(MATERIAL PROVIDED Opens)
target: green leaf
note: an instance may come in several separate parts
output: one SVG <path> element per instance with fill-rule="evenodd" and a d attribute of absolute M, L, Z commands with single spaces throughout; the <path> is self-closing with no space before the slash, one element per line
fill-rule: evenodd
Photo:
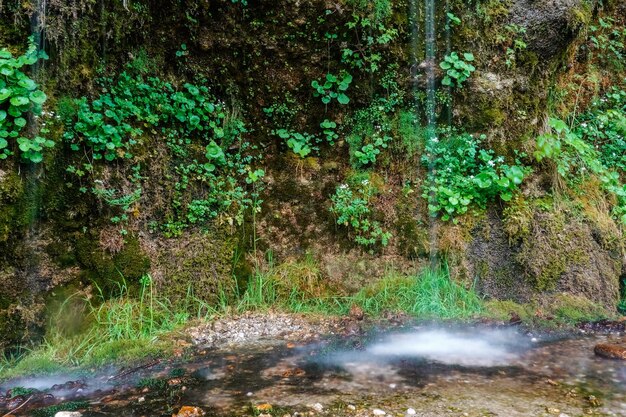
<path fill-rule="evenodd" d="M 4 100 L 6 100 L 9 97 L 11 97 L 11 90 L 9 90 L 8 88 L 1 88 L 0 89 L 0 103 L 2 103 Z"/>
<path fill-rule="evenodd" d="M 30 98 L 30 101 L 32 101 L 35 104 L 43 104 L 47 99 L 46 94 L 40 90 L 33 91 L 32 93 L 30 93 L 29 98 Z"/>
<path fill-rule="evenodd" d="M 11 97 L 11 104 L 16 106 L 16 107 L 25 106 L 28 103 L 29 103 L 28 98 L 26 98 L 24 96 Z"/>
<path fill-rule="evenodd" d="M 9 146 L 9 142 L 7 142 L 4 138 L 0 138 L 0 149 L 4 149 L 7 146 Z"/>
<path fill-rule="evenodd" d="M 511 194 L 511 193 L 502 193 L 502 194 L 500 194 L 500 198 L 503 201 L 511 201 L 511 199 L 513 198 L 513 194 Z"/>
<path fill-rule="evenodd" d="M 20 80 L 17 82 L 17 85 L 27 90 L 34 90 L 35 88 L 37 88 L 37 83 L 35 83 L 28 77 L 20 78 Z"/>
<path fill-rule="evenodd" d="M 15 123 L 15 125 L 18 127 L 24 127 L 26 126 L 26 119 L 24 119 L 23 117 L 18 117 L 17 119 L 13 120 L 13 123 Z"/>
<path fill-rule="evenodd" d="M 337 101 L 339 104 L 348 104 L 350 102 L 350 98 L 342 93 L 337 96 Z"/>
<path fill-rule="evenodd" d="M 466 52 L 463 54 L 463 58 L 465 58 L 466 61 L 473 61 L 474 60 L 474 54 L 472 54 L 471 52 Z"/>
(MATERIAL PROVIDED Closes)
▶ [TASK INSTRUCTIONS] This task calls for an exact copy of the data above, without pictures.

▶ [ANSWER AREA]
target: green leaf
note: an instance may come in several separate parts
output: one SVG <path> element per instance with fill-rule="evenodd" and a d attribute of absolute M, L, Z commands with single spaces throughout; the <path> is self-closing with no space before the slash, one element per line
fill-rule: evenodd
Photo:
<path fill-rule="evenodd" d="M 4 100 L 6 100 L 9 97 L 11 97 L 11 90 L 9 90 L 8 88 L 1 88 L 0 89 L 0 103 L 2 103 Z"/>
<path fill-rule="evenodd" d="M 30 98 L 30 101 L 32 101 L 35 104 L 43 104 L 47 99 L 46 94 L 40 90 L 33 91 L 32 93 L 30 93 L 29 98 Z"/>
<path fill-rule="evenodd" d="M 11 97 L 11 104 L 16 106 L 16 107 L 25 106 L 28 103 L 29 103 L 28 98 L 26 98 L 24 96 Z"/>
<path fill-rule="evenodd" d="M 9 146 L 9 142 L 7 142 L 4 138 L 0 138 L 0 149 L 4 149 L 7 146 Z"/>
<path fill-rule="evenodd" d="M 511 194 L 511 193 L 502 193 L 502 194 L 500 194 L 500 198 L 503 201 L 511 201 L 511 199 L 513 198 L 513 194 Z"/>
<path fill-rule="evenodd" d="M 20 80 L 17 82 L 17 85 L 27 90 L 34 90 L 35 88 L 37 88 L 37 83 L 35 83 L 28 77 L 20 78 Z"/>
<path fill-rule="evenodd" d="M 15 123 L 15 125 L 18 127 L 24 127 L 26 126 L 26 119 L 24 119 L 23 117 L 18 117 L 17 119 L 13 120 L 13 123 Z"/>
<path fill-rule="evenodd" d="M 337 101 L 339 104 L 348 104 L 350 102 L 350 98 L 342 93 L 337 96 Z"/>
<path fill-rule="evenodd" d="M 466 52 L 463 54 L 463 58 L 465 58 L 466 61 L 473 61 L 474 60 L 474 54 L 472 54 L 471 52 Z"/>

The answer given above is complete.